◆ **SELECTION**:

§ §

I have written a custom loss function that returns a loss of 0 when the ground truth labels (6d vector) are NaN and otherwise returns the mean squared error. Either all 6 features in the label are NaN, or there are no NaNs.
my loss function looks like:
tf.reduce_mean(tf.where(tf.math.is_nan(true_labels), tf.zeros_like(true_labels),
tf.square(tf.subtract(true_labels, predicted_labels))))
where true_labels and predicted_labels have shape (batch_size, 6), and only entire rows of either matrix can be NaN. I get NaN loss values in this case, even though I should be returning 0 for the loss when thr ground truth is NaN. I have also tested this issue with a work around by replacing all the NaN values with a large negative number (-1e4, which is outside the range of my data) during preprocessing, and then testing for NaNs in my loss function by using
tf.where(tf.math.less(true_labels, -9999), tf.zeros_like(true_labels),
tf.square(tf.subtract(true_labels, predicted_labels)))
This is a total hack, but works nonetheless. Therefore, I believe the issue is with the tf.math.is_nan function, but I have no idea why it gives my NaN losses. Furthermore, I have tested the loss function outside of training mode on some labels I made artificially, and it does not return NaNs then. Any help is appreciated.
This is my model below. It returns a (batch_size, 6) shaped Tensor. The first column is sigmoid activated to lie in [0,1] and is fed into a binary cross entropy loss function (that I did not include here, but confirmed that the NaN is not coming from the binary loss). The remaining 5 columns are fed into the custom loss function defined above.
def custom_activation(tensor):
first_node_sigmoid = tf.nn.sigmoid(tensor[:, :1])
return tf.concat([first_node_sigmoid, tensor[:, 1:]], axis = 1)
def gen_model():
IMAGE_SIZE = 200
CONV_PARAMS = {"kernel_size": 3, "use_bias": False, "padding": "same"}
CONV_PARAMS2 = {"kernel_size": 5, "use_bias": False, "padding": "same"}
model = Sequential()
model.add(
Reshape((IMAGE_SIZE, IMAGE_SIZE, 1), input_shape=(IMAGE_SIZE, IMAGE_SIZE))
)
model.add(Conv2D(16, **CONV_PARAMS))
model.add(BatchNormalization())
model.add(Activation('relu'))
model.add(MaxPool2D())
model.add(Conv2D(32, **CONV_PARAMS))
model.add(BatchNormalization())
model.add(Activation('relu'))
model.add(MaxPool2D())
model.add(Conv2D(64, **CONV_PARAMS))
model.add(BatchNormalization())

§ §

◆ **DATA EXCERPTS**:

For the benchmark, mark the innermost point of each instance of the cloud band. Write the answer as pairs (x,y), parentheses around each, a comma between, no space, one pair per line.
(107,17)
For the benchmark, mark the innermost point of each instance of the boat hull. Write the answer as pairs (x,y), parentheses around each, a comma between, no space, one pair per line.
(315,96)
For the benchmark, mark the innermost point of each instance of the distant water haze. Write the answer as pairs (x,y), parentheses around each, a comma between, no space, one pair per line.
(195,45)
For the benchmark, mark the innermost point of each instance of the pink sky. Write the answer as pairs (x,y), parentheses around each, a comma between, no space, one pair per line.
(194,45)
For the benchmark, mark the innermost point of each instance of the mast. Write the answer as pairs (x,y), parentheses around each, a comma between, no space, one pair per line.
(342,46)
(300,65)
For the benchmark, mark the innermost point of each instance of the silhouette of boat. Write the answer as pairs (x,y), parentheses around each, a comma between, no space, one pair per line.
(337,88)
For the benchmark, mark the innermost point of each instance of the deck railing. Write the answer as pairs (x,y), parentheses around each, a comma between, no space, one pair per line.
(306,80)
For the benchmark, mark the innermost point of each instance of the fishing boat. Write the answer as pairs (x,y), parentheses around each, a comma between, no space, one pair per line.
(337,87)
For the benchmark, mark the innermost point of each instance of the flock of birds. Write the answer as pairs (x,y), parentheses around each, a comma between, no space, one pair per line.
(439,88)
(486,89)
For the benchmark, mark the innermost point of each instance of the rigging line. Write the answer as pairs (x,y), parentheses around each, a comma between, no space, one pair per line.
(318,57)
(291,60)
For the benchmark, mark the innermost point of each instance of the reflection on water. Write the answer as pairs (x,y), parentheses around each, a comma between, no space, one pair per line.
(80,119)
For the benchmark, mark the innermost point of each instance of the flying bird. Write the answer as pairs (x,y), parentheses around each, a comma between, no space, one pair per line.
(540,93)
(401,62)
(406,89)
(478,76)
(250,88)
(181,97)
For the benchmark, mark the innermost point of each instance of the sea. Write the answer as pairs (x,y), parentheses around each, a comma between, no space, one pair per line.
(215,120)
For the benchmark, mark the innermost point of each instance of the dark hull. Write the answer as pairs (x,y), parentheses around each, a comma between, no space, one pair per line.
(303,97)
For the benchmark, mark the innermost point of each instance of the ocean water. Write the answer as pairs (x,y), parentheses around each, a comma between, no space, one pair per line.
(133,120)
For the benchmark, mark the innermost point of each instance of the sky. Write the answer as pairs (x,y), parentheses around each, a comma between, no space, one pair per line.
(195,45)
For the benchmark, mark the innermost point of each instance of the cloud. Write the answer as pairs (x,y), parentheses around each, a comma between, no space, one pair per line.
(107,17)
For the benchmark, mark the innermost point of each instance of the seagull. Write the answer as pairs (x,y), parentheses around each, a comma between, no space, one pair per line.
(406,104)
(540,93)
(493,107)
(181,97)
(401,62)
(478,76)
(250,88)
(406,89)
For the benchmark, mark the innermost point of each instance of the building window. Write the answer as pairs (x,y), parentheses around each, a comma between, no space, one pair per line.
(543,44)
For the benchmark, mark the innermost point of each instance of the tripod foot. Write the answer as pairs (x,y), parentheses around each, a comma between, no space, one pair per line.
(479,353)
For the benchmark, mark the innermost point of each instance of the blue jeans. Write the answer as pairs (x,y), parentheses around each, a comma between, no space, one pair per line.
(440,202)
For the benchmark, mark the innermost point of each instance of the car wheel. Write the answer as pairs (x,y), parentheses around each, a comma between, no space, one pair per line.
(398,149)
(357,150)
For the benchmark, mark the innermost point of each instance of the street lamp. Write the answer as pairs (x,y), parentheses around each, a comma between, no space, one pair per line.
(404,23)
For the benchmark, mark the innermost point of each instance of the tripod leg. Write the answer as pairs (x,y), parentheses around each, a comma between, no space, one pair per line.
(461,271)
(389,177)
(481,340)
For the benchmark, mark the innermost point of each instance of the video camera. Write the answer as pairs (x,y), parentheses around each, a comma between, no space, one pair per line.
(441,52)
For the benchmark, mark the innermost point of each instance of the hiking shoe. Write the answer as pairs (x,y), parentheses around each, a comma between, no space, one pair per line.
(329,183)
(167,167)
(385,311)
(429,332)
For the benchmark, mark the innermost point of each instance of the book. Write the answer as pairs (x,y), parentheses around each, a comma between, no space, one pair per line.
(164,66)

§ §

◆ **WHAT IS NEEDED**: Please proceed with the forum post about NaN values from a custom TensorFlow loss function, starting right after its last line of model code. The material above isn't needed for this.

◆ **TASK RESPONSE**:
model.add(Activation('relu'))
model.add(Conv2D(64, **CONV_PARAMS))
model.add(BatchNormalization())
model.add(Activation('relu'))
model.add(Conv2D(64, **CONV_PARAMS2))
model.add(BatchNormalization())
model.add(Activation('relu'))
model.add(MaxPool2D())
model.add(Conv2D(128, **CONV_PARAMS2))
model.add(BatchNormalization())
model.add(Activation('relu'))
model.add(MaxPool2D())
model.add(Conv2D(128, **CONV_PARAMS2))
model.add(BatchNormalization())
model.add(Activation('relu'))
model.add(MaxPool2D())
model.add(Flatten())
model.add(Dense(64))
model.add(Dense(6))
model.add(tf.keras.layers.Lambda(custom_activation, name = "final_activation_layer"))
return model
Here is an example of what the ground truth label looks like when the first feature is True (1):
[ 1. 106. 189. 2.64826314 19.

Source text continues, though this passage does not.